§ EXERCISE: Copy out exactly every line from the line containing "Could you please outline every instance of the scoreboard?" until the records below end, inclusive of both boundary lines.

*****

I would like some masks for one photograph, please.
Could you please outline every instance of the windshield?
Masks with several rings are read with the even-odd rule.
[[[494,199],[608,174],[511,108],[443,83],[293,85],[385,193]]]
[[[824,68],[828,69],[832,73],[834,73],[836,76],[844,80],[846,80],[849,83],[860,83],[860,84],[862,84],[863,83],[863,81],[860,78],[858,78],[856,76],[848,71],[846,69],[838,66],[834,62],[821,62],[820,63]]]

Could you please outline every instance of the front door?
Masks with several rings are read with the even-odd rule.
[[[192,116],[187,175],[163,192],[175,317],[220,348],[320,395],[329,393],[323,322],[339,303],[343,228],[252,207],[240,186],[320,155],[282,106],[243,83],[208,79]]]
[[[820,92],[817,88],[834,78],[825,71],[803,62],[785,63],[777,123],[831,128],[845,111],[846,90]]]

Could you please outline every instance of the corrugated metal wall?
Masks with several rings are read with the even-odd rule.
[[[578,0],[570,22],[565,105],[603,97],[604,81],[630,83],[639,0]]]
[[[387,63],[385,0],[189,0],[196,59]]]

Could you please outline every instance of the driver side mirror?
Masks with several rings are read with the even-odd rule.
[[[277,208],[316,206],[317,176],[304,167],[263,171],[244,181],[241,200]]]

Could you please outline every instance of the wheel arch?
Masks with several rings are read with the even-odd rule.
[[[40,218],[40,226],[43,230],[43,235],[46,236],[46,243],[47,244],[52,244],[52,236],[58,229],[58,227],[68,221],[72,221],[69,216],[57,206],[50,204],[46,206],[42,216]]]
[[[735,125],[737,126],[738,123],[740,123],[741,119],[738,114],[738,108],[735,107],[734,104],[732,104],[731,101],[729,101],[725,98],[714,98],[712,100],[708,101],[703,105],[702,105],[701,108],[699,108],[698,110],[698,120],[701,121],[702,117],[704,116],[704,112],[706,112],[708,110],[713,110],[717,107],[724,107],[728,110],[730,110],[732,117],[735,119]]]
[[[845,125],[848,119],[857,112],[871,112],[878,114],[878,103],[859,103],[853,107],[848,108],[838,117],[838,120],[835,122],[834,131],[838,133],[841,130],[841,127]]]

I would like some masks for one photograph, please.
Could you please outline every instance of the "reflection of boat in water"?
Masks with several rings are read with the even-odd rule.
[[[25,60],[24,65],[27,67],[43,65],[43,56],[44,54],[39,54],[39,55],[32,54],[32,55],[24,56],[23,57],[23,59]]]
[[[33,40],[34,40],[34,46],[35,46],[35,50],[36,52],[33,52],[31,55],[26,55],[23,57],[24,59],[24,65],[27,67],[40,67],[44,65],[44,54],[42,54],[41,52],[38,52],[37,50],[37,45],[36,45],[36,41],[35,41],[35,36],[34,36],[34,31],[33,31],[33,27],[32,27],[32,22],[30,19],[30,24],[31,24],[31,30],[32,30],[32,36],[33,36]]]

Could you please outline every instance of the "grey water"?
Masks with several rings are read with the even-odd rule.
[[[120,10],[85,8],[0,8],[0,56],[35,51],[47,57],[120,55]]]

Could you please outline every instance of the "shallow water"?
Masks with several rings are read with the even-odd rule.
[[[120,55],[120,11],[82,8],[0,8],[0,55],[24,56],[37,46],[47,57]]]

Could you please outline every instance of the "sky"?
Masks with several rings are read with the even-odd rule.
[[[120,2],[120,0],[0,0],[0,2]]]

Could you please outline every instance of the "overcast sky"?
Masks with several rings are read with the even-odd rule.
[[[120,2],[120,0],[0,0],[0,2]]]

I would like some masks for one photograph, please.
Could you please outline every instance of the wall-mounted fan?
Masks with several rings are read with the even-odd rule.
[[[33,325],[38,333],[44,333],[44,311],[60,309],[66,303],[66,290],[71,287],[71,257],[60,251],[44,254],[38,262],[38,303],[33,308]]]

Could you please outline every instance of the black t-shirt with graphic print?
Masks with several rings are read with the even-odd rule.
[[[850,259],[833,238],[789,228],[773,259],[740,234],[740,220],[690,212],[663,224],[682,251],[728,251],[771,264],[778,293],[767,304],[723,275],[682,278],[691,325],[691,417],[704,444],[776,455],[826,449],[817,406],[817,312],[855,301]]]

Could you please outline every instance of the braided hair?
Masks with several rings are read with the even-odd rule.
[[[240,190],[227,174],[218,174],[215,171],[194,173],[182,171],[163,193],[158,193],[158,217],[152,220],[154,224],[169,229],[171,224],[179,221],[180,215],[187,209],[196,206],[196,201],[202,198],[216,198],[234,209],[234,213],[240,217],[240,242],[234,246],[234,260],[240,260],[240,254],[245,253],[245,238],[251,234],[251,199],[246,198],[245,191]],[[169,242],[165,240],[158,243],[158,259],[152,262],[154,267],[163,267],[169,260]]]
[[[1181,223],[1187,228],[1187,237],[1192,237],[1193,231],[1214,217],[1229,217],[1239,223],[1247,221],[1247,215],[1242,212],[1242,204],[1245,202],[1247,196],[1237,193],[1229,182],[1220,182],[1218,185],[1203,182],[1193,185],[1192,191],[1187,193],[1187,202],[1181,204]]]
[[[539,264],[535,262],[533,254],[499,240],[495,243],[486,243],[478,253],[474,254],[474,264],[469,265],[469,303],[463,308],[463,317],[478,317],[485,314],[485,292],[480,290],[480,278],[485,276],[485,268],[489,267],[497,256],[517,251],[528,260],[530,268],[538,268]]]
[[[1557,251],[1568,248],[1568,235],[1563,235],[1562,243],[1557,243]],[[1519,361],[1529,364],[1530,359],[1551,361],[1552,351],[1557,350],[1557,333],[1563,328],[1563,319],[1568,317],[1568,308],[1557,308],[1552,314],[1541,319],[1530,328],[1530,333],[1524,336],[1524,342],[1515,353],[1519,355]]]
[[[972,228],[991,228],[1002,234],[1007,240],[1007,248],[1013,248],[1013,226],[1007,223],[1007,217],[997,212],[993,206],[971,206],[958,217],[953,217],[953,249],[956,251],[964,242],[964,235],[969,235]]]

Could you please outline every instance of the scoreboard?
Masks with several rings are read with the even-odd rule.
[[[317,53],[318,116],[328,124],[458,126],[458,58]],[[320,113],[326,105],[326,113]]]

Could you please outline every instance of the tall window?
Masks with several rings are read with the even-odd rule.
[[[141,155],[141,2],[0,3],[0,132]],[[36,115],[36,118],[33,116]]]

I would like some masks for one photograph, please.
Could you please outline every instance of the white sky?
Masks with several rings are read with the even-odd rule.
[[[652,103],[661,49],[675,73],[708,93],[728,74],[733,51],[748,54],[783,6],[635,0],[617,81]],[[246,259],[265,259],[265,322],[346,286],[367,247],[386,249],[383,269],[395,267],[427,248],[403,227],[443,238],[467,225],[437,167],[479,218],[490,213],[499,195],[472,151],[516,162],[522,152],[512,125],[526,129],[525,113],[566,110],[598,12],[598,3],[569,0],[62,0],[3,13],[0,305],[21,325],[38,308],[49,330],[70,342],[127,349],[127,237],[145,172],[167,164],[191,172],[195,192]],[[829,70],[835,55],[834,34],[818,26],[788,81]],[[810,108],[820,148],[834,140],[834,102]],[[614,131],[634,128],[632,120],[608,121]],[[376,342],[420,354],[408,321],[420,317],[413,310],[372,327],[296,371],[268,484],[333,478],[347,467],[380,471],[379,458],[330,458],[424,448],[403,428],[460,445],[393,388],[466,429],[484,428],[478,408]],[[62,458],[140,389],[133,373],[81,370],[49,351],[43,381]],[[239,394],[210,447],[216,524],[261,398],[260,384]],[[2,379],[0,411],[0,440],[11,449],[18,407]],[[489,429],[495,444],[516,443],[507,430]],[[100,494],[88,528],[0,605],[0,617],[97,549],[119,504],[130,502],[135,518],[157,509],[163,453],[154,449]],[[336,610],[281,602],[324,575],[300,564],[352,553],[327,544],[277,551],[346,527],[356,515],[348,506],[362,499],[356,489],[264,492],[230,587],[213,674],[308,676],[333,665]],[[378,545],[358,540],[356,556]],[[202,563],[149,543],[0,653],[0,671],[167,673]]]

*****

§ CORRECT OUTPUT:
Could you please outline every instance of the scoreboard?
Masks with several rings are read with the even-odd rule.
[[[317,53],[318,116],[328,124],[458,126],[458,58]],[[320,113],[326,105],[326,113]]]

Could you please outline every instance of the tall window?
Masks with several rings are read with the even-odd rule.
[[[141,155],[141,2],[0,3],[0,132]],[[36,115],[36,118],[33,116]]]

I would like some masks for one photograph, please.
Could you please outline every instance of the white sky?
Masks with several rings are read with the even-odd rule.
[[[652,103],[661,49],[675,73],[708,93],[728,74],[733,51],[748,54],[783,6],[635,0],[617,81]],[[246,259],[265,259],[265,322],[346,286],[367,247],[386,249],[383,269],[395,267],[427,248],[403,227],[443,238],[467,225],[437,167],[479,218],[490,213],[499,195],[472,151],[516,162],[522,152],[512,125],[526,129],[525,113],[566,110],[598,12],[598,3],[569,0],[62,0],[3,13],[0,305],[21,325],[38,308],[49,330],[70,342],[127,349],[127,237],[145,172],[167,164],[191,172],[195,192]],[[829,70],[835,55],[834,34],[818,26],[788,81]],[[810,108],[820,148],[834,140],[834,102]],[[614,131],[634,128],[632,120],[608,121]],[[376,342],[420,354],[408,321],[420,317],[413,310],[372,327],[296,371],[268,484],[333,478],[347,467],[380,471],[379,458],[330,458],[424,448],[403,428],[460,445],[393,388],[466,429],[484,428],[478,408]],[[62,458],[140,389],[133,373],[81,370],[49,351],[43,381]],[[239,394],[210,447],[216,524],[261,398],[260,384]],[[2,379],[0,411],[0,440],[11,449],[18,407]],[[489,429],[495,444],[516,443],[507,430]],[[100,494],[88,528],[0,605],[0,617],[97,549],[119,504],[130,502],[135,518],[157,509],[163,453],[154,449]],[[336,610],[281,602],[324,575],[300,564],[352,553],[327,544],[277,551],[346,527],[356,515],[348,506],[362,499],[356,489],[264,492],[230,587],[213,674],[308,676],[333,665]],[[378,545],[358,540],[356,556]],[[202,563],[149,543],[0,653],[0,671],[167,673]]]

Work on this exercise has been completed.